#### [TASK DESCRIPTION]
Output each line of the listing below as a JSON list of strings, one string per line, omitting blank lines and the pictures.

━━━ ENTRIES ━━━

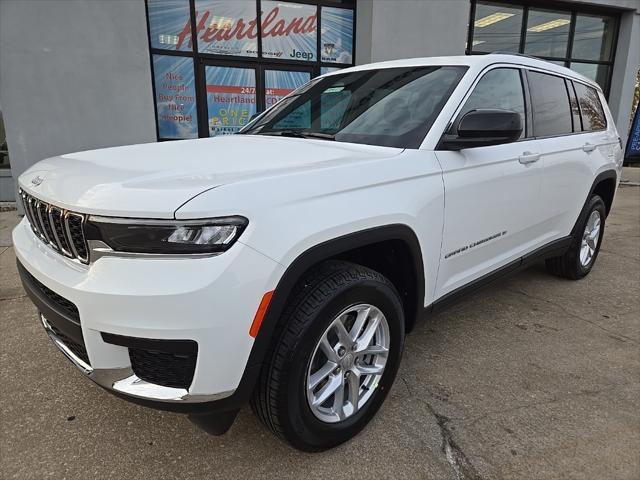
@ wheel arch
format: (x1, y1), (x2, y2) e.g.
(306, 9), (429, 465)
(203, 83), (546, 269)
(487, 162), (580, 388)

━━━

#### [RESULT BELOW]
[
  "@ wheel arch",
  "format: (x1, y1), (x2, y2) e.g.",
  "(306, 9), (429, 465)",
  "(203, 83), (546, 269)",
  "(487, 162), (580, 388)"
]